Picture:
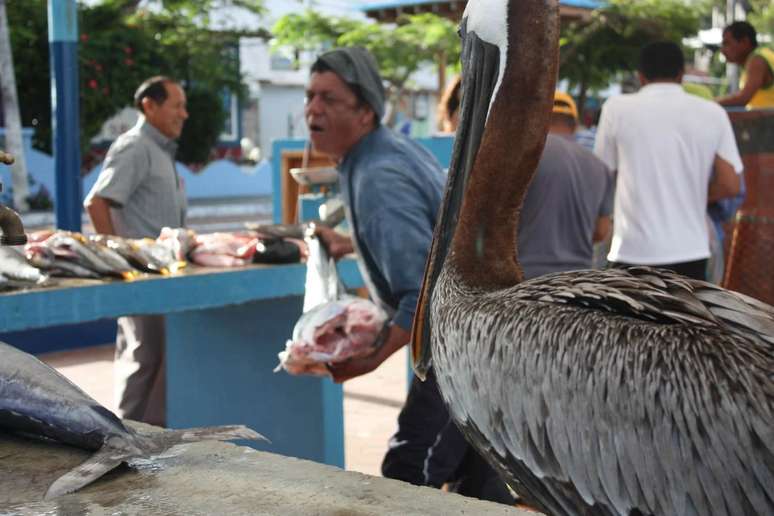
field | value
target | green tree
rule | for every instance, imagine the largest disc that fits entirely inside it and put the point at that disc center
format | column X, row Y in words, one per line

- _The task_
Each record above is to be copied exactly. Drop the pictures.

- _Output of the exercise_
Picture:
field | value
target | green tree
rule | for every instance, imagine the largest disc that fits entirely inside it and put the point at that disc center
format | column X, row Y in words, one per line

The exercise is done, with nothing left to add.